- _What this task involves_: When you restate the entries that follow, keep every word exactly and drop the pictures.

Region pointing data:
——

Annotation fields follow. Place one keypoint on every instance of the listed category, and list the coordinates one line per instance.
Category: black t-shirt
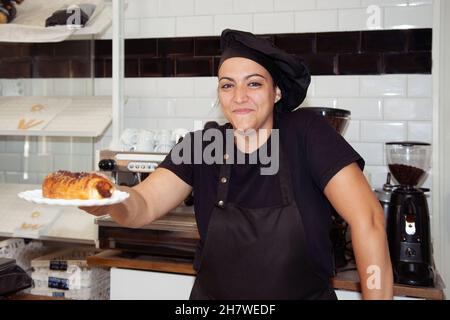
(315, 152)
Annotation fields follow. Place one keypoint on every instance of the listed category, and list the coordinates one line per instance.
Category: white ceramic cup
(129, 139)
(145, 141)
(164, 141)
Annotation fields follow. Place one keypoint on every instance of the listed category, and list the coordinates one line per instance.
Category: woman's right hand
(96, 210)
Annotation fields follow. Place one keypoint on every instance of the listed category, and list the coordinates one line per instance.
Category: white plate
(36, 197)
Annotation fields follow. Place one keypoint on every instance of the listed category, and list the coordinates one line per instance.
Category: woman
(266, 236)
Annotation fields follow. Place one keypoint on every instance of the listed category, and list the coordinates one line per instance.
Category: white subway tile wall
(168, 18)
(384, 108)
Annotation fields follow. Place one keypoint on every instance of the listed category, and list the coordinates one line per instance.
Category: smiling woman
(247, 94)
(267, 236)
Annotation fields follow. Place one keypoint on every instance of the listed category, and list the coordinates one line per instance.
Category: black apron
(256, 253)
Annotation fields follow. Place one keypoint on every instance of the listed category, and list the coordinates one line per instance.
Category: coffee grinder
(408, 225)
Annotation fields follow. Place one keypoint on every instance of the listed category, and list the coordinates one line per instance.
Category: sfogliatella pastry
(76, 185)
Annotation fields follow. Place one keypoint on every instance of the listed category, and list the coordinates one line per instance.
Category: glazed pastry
(76, 185)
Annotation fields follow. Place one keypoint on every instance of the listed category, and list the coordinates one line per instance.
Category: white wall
(180, 18)
(388, 107)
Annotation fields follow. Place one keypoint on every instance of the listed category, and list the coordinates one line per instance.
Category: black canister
(384, 196)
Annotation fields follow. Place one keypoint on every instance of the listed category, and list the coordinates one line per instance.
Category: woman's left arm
(350, 194)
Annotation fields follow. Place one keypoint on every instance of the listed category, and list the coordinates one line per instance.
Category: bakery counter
(19, 218)
(139, 266)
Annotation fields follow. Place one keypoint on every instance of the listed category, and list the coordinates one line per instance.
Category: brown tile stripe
(328, 53)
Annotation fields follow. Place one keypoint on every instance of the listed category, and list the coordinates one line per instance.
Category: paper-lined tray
(29, 24)
(55, 116)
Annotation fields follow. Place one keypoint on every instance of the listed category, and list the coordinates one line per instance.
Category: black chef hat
(288, 70)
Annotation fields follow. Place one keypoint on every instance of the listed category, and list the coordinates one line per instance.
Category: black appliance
(408, 224)
(12, 278)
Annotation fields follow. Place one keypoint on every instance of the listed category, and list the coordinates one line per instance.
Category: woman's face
(247, 94)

——

- _Exercise solution_:
Annotation fields follow. Place one keypoint on every instance of the listed category, and list the coordinates one line per instance.
Category: black t-shirt
(315, 152)
Annotation fields follow. Place one keypoint on every instance of the listed category, and list the coordinates one line per instance.
Category: white ceramic cup
(129, 139)
(145, 141)
(164, 141)
Annotation fields follow. Place one keypoint on every instance of the listed category, and list the coordinates one line per instance.
Category: woman's right hand
(96, 210)
Annotation fields follow. Place one keypoint on every instance of the listed category, and list the coordinates one line per instance.
Category: white plate
(36, 197)
Annotation fields follow. Place one keypoint on every instance of the listed category, and list the coordinates one line per instance.
Category: woman
(266, 236)
Annotation fields follow. Place one keypoint on every instance of the listed category, and list the coordinates one line per instance.
Category: white subway tile wall
(168, 18)
(384, 108)
Annotation fields follow. Place one keypoint on every instance of the listed category, and list the coordinates one line per instance.
Category: smiling woman
(247, 94)
(267, 236)
Annotation fields follow. Place one keypoint on every instance of the listed category, and list the coordinates one line per instance.
Category: black apron
(256, 253)
Annotation fields follow. Place one keypoint on every instance of the listed category, and list the coordinates one line per instance.
Category: coffee grinder
(408, 225)
Annotation fields follow. Place one keypoint on every instance of the listed category, and list the coordinates one line per instance.
Category: sfogliatella pastry
(76, 185)
Annotation fields follow. Place one keypoint on every instance of the listed category, and list the coordinates one line per instance.
Category: glazed pastry
(76, 185)
Annotation fields follow. Place one keypoint on every instance of the listed category, and list the coordinates one line per instance.
Category: white wall
(180, 18)
(388, 107)
Annotation fields follow. Place one keypoint on every instance of the listed category, and list the coordinates one line per instance.
Category: black canister
(384, 196)
Annotation fields follow. Place one keypoint on every instance of the listed category, and list the coordinates one line per instance.
Category: woman's left arm
(350, 194)
Annotation fields follow. Place one keypoint on every instance of the listed category, and list the coordinates one line per instance.
Category: bakery counter
(19, 218)
(139, 266)
Annotation fields follow. Place one keypoint on every instance of the listed category, and list the coordinates one line per instance.
Category: brown tile stripe
(328, 53)
Annotation fields follow. Place one keypoint on every instance of the listed category, and list the coordinates one line per instance.
Category: paper-lined tray
(29, 24)
(55, 116)
Annotation fields follow. Place one keypoint on every instance of the listed category, and list the coordinates one line per instance.
Category: black chef hat
(288, 70)
Annotation fields follow. Place one keypoint on every instance of the listed category, and list the coordinates one line per instance.
Category: black appliance
(408, 224)
(12, 278)
Annotation fields follow. Place one keypoint on every instance of the listed category, and list the coordinates one line per instance.
Category: woman's face
(247, 94)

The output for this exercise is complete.